[Saved data entries]
▼▼▼
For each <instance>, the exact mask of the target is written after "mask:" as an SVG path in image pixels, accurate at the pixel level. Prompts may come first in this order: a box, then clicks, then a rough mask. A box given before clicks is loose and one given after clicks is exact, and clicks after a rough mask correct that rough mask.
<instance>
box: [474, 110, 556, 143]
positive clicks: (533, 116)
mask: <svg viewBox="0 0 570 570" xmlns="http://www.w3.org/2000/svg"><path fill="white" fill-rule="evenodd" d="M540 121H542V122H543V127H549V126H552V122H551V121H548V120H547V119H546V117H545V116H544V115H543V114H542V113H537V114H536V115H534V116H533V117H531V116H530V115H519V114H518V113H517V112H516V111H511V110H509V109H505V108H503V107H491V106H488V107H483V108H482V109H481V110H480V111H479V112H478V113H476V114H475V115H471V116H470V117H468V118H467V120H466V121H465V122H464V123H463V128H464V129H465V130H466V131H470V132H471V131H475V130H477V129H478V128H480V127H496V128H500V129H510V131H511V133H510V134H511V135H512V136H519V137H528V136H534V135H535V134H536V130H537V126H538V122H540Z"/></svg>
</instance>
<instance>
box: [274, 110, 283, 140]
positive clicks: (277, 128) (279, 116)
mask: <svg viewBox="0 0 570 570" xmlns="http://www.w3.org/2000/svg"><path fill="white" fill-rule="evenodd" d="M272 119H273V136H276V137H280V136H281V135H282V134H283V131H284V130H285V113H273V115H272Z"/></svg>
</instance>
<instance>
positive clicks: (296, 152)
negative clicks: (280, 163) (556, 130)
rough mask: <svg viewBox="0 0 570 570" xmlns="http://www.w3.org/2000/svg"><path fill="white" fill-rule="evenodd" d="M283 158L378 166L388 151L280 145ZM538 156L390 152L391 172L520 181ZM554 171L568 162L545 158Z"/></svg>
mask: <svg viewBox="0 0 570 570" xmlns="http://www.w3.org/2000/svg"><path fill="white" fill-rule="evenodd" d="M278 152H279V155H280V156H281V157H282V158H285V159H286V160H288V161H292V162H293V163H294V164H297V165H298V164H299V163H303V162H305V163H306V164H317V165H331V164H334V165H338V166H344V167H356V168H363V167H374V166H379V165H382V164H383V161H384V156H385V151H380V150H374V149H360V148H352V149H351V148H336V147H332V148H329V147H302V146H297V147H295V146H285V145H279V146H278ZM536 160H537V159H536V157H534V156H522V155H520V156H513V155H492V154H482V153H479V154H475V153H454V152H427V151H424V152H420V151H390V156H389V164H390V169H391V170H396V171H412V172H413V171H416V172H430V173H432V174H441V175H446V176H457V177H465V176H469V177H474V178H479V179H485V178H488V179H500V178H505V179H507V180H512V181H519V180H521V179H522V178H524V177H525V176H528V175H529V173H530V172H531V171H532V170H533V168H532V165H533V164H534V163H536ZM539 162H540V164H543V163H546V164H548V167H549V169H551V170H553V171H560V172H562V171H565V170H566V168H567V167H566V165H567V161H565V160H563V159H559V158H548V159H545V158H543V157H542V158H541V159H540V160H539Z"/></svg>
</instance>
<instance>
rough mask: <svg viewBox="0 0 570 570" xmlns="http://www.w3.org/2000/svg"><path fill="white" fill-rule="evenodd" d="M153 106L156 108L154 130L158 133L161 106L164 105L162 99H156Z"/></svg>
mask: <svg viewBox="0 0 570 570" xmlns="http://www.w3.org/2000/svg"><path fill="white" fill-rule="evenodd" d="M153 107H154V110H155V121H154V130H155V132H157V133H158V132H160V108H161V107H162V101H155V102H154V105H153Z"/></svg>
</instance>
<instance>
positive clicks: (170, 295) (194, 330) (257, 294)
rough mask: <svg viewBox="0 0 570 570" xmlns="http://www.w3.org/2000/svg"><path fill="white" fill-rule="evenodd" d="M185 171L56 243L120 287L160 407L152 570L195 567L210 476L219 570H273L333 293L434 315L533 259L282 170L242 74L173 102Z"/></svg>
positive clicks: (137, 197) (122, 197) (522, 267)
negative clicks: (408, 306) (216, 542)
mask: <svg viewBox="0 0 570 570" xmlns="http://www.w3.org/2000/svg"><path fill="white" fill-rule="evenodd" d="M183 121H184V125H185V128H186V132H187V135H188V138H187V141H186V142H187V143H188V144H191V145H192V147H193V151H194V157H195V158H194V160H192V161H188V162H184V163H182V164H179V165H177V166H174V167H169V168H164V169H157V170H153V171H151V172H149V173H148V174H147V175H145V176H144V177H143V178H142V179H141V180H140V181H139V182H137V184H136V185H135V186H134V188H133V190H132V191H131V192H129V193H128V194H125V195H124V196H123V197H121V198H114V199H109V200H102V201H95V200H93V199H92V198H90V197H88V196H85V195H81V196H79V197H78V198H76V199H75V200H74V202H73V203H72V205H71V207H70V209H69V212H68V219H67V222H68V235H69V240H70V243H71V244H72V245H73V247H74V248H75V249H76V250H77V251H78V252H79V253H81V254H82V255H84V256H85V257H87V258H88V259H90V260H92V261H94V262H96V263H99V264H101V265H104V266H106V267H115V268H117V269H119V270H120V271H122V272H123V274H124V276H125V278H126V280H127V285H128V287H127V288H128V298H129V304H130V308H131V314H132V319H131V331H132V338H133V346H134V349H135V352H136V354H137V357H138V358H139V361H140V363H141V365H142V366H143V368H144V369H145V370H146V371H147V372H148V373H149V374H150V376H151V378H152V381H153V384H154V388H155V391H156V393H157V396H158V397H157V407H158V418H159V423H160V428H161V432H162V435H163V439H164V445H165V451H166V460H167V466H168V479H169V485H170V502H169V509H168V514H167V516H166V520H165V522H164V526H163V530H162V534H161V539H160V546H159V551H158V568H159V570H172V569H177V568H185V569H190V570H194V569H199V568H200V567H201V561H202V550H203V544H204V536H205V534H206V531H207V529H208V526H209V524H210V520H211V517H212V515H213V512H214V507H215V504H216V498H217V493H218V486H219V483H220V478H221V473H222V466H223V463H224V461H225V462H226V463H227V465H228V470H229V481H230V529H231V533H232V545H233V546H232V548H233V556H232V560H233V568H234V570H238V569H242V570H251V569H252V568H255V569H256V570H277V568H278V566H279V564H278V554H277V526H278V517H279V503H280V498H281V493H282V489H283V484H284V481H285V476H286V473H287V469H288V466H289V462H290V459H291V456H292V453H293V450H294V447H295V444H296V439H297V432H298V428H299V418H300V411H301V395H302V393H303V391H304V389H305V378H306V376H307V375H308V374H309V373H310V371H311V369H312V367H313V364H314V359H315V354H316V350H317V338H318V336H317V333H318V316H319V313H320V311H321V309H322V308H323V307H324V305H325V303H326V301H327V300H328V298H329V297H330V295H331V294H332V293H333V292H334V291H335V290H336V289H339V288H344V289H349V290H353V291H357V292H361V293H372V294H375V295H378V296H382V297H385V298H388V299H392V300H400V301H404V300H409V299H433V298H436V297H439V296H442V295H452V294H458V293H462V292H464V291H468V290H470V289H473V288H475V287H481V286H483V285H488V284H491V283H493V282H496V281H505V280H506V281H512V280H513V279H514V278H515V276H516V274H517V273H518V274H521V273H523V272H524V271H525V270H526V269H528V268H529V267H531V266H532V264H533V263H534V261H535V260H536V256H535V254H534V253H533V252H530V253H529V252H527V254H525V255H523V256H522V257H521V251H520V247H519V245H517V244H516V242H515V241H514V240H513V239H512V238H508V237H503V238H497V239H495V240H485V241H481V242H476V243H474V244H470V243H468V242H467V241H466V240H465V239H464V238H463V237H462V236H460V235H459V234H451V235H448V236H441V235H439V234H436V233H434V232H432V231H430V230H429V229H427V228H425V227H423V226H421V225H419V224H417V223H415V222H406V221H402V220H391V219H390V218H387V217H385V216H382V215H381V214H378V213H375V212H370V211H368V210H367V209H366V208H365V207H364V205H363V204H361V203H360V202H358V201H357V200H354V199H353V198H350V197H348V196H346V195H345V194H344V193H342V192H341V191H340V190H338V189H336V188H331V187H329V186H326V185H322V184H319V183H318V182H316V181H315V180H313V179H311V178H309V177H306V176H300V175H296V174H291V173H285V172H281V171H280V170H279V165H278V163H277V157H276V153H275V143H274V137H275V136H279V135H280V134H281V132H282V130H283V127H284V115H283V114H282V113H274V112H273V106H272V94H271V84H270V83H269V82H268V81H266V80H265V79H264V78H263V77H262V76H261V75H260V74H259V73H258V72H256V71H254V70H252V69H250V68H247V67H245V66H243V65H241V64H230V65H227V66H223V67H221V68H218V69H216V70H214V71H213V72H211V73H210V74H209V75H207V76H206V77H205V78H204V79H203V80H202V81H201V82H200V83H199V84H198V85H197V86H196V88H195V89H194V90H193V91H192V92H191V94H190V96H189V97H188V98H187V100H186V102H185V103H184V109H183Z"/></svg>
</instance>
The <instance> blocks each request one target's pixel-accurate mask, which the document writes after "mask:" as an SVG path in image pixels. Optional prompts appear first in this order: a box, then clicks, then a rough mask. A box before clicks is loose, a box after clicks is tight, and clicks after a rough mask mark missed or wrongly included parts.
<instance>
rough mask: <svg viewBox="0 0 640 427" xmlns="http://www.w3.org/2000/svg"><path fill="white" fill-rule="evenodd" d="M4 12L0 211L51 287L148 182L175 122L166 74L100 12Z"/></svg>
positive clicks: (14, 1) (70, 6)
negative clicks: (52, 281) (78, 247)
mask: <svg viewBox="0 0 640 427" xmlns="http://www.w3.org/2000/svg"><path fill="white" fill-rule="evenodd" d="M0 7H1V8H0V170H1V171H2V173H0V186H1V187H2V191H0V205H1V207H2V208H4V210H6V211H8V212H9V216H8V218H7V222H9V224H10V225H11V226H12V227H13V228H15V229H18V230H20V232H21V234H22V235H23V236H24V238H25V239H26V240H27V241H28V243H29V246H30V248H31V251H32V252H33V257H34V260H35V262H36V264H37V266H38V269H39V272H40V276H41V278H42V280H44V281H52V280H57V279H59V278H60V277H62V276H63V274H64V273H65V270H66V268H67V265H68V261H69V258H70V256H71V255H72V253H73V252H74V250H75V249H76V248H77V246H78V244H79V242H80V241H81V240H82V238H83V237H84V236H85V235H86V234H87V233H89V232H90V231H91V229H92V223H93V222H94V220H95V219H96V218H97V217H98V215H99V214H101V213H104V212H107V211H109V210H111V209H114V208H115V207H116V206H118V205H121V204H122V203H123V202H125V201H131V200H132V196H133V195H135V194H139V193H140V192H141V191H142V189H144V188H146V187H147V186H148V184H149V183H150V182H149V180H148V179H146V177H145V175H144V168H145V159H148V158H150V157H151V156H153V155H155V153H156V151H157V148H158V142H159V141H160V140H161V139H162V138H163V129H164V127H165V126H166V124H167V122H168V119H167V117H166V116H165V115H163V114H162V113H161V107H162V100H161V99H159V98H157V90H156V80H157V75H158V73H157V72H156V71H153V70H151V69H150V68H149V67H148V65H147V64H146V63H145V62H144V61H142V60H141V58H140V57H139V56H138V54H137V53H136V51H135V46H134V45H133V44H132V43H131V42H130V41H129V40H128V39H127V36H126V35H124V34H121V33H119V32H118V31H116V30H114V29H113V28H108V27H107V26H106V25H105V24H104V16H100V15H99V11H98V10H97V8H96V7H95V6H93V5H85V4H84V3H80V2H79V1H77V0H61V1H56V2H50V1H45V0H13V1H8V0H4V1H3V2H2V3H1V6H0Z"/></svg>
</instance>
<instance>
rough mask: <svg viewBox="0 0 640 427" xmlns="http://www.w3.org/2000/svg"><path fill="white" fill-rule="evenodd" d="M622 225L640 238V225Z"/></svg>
▲▲▲
**Exercise aim**
Tally every line in these entries where the string "each" occurs. The tally alone is the answer.

**Solution to this problem**
2